▶ [Extrait source]:
>>

« C’est plus qu’un travail à temps plein, ça peut être éprouvant. On n’a jamais vraiment de vie privée », confie Clarence Wood, actuel maire et ancien conseiller municipal d’Inuvik dans les Territoires du Nord-Ouest.
L’élu, engagé en politique depuis 23 ans, évoque une fonction de plus en plus chronophage : les semaines de 50, 70 heures, les sollicitations constantes de ses administrés, les voyages fréquents à l’extérieur de la ville pour des rencontres avec les autorités territoriales ou fédérales, etc.
« Le quotidien d’un maire, c’est d’être en réunion toute la journée. Il n’y a pas un jour sans que je travaille pour la mairie, dimanche compris », affirme le politicien ténois.
« Entre tous les comités, la gestion des ressources humaines, les gens de la communauté qu’il faut aller voir, c’est un travail qui ne s’arrête jamais », renchérit Ray Orb, président de l’Association des municipalités rurales de la Saskatchewan.
Description de tâche sans fin
Défendre les intérêts de sa commune, voter le budget, superviser les dépenses, décider de la taxe foncière, gérer l’eau et les égouts, l’accessibilité, les transports publics, l’entretien des routes, l’urbanisme ou encore l’attribution des permis de construction… la description de tâche des élus locaux est sans fin.

<<

▶ [Consigne]:
D'après l'extrait sur le travail des élus municipaux :
(a) Depuis combien d'années Clarence Wood est-il engagé en politique ?
(b) Quelle fonction Ray Orb occupe-t-il ?
(c) Quel jour Clarence Wood cite-t-il comme inclus dans son travail quotidien pour la mairie ?
Appuyez-vous uniquement sur l'extrait pour répondre.

▶ [Lignes enregistrées]:
>>

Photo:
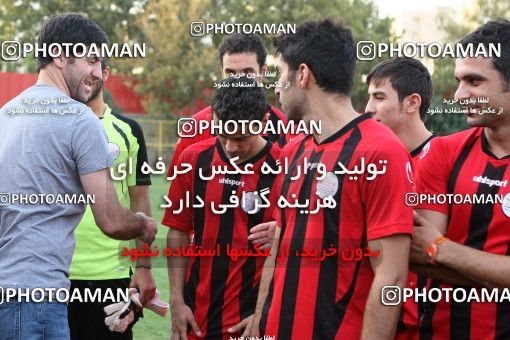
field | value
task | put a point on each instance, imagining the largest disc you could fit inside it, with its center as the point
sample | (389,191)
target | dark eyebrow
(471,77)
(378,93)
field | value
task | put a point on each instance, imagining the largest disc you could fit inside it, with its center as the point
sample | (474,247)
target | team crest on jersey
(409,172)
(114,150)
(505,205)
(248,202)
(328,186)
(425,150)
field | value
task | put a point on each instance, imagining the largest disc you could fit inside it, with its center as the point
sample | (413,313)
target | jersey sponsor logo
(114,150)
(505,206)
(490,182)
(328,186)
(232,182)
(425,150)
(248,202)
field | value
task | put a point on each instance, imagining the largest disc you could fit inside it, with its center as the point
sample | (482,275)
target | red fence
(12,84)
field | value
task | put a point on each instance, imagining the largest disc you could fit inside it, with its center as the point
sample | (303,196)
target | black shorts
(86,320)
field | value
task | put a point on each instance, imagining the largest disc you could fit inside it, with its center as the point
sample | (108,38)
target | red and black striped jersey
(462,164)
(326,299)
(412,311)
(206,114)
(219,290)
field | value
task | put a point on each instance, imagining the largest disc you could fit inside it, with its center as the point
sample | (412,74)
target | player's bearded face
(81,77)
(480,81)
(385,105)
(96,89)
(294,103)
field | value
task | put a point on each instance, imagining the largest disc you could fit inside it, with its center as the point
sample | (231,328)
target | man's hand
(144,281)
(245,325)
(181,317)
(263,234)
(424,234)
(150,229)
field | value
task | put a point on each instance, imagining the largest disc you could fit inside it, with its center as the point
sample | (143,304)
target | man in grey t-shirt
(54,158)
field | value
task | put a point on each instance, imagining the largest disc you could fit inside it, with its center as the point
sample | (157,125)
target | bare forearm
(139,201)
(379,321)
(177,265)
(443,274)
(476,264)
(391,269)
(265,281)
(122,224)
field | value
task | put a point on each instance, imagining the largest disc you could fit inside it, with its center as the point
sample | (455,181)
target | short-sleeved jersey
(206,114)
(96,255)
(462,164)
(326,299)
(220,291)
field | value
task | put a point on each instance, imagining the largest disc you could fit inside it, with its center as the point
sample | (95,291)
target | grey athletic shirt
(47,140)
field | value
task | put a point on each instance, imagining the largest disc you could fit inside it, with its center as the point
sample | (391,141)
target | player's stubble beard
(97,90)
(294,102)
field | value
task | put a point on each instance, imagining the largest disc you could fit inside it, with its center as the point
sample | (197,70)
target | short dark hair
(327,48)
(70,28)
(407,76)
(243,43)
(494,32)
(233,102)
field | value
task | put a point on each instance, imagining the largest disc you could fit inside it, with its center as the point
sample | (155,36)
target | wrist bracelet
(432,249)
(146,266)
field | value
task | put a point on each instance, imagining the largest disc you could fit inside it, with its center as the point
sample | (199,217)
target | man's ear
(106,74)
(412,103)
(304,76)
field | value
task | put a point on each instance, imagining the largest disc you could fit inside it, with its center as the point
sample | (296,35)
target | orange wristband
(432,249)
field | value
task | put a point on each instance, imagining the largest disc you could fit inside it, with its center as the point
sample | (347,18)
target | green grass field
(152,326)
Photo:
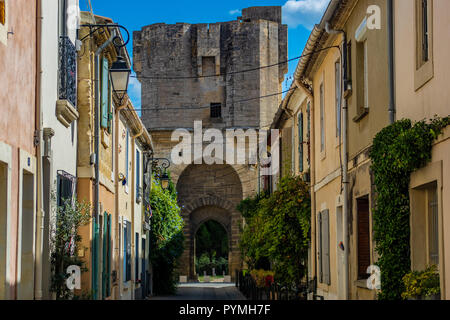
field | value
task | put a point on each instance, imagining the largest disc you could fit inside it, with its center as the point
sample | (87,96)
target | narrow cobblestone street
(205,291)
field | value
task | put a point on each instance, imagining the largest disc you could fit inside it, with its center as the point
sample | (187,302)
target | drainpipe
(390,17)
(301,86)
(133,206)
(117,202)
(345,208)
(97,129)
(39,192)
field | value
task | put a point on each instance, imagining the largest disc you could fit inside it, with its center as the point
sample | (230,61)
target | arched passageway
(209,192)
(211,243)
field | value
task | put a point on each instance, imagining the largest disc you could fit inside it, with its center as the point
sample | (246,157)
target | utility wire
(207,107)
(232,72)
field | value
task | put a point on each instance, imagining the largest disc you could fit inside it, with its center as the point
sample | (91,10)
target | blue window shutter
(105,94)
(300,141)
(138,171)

<<
>>

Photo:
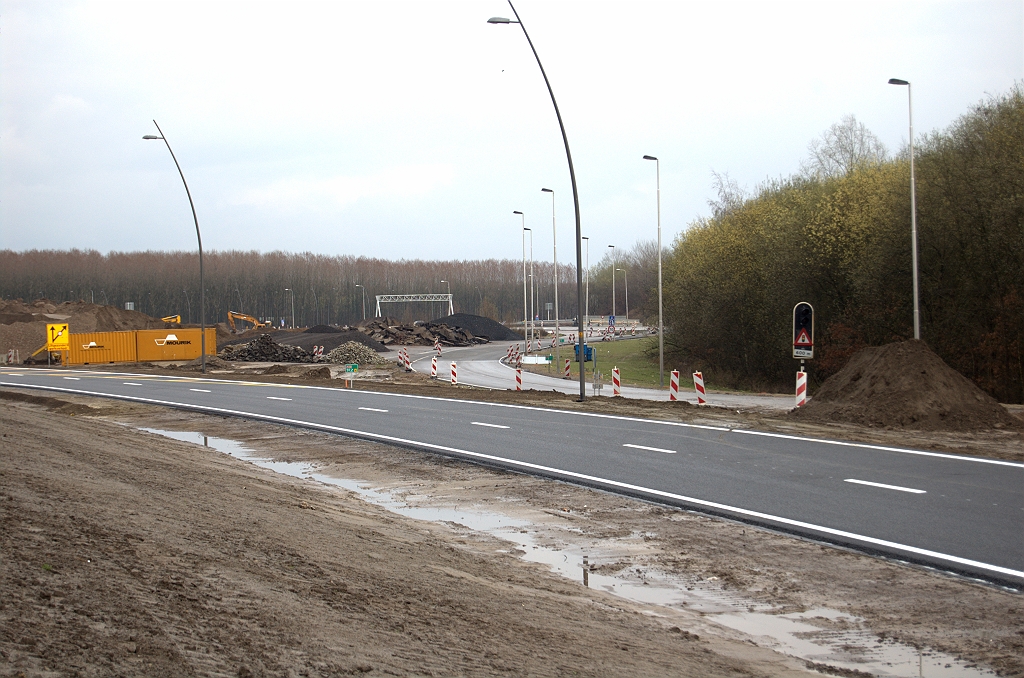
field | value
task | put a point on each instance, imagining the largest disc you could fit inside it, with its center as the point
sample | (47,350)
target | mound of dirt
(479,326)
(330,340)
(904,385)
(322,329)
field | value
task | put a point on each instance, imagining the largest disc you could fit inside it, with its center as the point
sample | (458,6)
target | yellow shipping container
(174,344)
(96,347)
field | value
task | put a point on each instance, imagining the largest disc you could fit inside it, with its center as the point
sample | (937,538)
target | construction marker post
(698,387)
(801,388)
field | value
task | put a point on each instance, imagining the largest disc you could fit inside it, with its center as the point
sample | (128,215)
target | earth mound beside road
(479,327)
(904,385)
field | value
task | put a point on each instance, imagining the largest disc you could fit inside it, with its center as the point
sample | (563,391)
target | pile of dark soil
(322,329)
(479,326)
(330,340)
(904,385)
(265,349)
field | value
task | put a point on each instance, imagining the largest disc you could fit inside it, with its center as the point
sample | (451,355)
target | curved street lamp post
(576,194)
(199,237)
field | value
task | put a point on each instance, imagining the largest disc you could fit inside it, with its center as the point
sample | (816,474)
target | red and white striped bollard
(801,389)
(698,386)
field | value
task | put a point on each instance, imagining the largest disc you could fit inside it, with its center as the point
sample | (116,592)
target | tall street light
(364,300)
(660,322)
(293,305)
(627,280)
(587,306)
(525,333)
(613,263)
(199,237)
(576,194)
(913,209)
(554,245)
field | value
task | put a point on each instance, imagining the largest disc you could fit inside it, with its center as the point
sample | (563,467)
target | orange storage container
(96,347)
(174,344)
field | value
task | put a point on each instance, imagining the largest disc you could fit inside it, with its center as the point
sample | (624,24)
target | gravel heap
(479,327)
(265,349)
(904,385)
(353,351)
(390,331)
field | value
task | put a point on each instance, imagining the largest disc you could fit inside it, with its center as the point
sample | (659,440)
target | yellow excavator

<<

▶ [Réponse complète]:
(a) Depuis 23 ans.
(b) Il est président de l'Association des municipalités rurales de la Saskatchewan.
(c) Le dimanche.